** start of PROVIDED DATA **

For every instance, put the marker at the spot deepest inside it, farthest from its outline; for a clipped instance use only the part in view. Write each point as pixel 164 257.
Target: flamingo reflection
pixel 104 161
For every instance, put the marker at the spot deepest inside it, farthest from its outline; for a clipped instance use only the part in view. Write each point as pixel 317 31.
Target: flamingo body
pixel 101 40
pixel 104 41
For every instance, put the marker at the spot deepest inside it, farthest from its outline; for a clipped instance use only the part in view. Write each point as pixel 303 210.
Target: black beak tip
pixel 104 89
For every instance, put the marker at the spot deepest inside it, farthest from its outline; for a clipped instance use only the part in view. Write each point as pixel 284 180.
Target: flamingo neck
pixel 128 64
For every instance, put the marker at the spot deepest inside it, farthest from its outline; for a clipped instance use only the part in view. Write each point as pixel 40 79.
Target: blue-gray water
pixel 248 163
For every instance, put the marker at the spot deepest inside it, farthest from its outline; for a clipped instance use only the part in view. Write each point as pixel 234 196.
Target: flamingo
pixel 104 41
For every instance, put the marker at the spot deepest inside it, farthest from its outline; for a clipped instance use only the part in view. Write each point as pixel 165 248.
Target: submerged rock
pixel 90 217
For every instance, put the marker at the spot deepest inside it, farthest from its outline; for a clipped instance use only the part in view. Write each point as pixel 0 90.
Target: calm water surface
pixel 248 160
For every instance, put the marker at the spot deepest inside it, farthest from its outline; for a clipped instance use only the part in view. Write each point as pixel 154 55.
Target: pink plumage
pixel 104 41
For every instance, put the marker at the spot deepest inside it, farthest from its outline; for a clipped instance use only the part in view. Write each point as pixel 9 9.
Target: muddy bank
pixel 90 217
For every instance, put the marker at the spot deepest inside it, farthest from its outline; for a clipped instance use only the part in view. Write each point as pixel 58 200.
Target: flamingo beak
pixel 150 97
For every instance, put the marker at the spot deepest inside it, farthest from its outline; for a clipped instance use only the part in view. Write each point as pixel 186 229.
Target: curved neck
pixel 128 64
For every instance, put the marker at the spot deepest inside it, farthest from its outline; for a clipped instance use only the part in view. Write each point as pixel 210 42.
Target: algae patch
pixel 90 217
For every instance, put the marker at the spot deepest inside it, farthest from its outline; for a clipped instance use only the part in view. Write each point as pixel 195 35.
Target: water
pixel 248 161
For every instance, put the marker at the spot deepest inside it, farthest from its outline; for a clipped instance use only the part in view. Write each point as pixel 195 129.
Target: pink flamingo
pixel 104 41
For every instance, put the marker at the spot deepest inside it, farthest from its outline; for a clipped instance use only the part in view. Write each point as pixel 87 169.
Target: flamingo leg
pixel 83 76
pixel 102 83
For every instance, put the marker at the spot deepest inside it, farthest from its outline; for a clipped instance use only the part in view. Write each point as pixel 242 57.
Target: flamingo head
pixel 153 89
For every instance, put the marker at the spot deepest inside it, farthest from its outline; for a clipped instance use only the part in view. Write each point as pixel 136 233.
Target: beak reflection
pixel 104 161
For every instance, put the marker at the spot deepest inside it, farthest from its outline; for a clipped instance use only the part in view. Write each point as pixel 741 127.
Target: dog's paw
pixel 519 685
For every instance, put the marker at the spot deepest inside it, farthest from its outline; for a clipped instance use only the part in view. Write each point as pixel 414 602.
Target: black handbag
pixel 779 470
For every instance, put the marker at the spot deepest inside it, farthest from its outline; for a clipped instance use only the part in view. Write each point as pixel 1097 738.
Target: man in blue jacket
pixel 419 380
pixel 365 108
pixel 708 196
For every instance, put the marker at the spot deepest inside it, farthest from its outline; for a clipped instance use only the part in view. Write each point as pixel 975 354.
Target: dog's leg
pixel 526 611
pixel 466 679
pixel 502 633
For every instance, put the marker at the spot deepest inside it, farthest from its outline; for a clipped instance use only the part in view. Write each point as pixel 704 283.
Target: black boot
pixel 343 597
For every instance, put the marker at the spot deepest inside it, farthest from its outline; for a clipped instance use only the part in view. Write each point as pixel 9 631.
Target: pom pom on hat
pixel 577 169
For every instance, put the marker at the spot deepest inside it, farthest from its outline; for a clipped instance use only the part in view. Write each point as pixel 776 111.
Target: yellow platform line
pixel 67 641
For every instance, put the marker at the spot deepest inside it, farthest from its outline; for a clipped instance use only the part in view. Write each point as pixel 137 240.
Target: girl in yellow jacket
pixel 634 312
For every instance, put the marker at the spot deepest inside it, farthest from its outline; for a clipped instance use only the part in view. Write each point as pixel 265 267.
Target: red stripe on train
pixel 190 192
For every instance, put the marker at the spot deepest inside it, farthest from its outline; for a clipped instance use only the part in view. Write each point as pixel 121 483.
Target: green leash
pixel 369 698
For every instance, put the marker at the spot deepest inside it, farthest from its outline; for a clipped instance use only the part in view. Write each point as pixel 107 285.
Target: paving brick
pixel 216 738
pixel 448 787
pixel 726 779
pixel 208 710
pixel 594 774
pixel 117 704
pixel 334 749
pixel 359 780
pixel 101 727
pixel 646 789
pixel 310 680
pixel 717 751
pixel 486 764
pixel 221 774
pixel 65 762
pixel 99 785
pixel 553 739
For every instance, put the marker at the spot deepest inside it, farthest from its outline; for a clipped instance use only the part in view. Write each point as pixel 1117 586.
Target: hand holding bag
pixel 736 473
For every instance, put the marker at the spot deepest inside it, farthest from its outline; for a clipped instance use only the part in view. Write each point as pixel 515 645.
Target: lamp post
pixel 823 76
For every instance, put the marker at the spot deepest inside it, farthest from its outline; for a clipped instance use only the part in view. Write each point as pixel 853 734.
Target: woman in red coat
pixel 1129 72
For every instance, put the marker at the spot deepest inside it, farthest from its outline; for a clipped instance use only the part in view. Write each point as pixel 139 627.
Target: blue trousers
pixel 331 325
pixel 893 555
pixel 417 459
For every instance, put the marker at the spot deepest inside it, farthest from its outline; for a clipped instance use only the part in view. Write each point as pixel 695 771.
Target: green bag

** end of PROVIDED DATA **

* SHORT TASK: Format the material from the line containing "pixel 1117 586." through the line containing "pixel 823 76", both included, as a JSON list of strings. Use one string per line and leave out blank lines.

* THE RESPONSE:
[
  "For every instance, put the marker at the spot deepest inside it, farthest from its outline; for a clipped instance use only the part in view. Write each point as pixel 1117 586.",
  "Target: hand holding bag",
  "pixel 736 473",
  "For every instance, put the marker at the spot deepest inside it, farthest from its outline; for a clipped instance use only the part in view. Write each point as pixel 515 645.",
  "Target: lamp post",
  "pixel 823 76"
]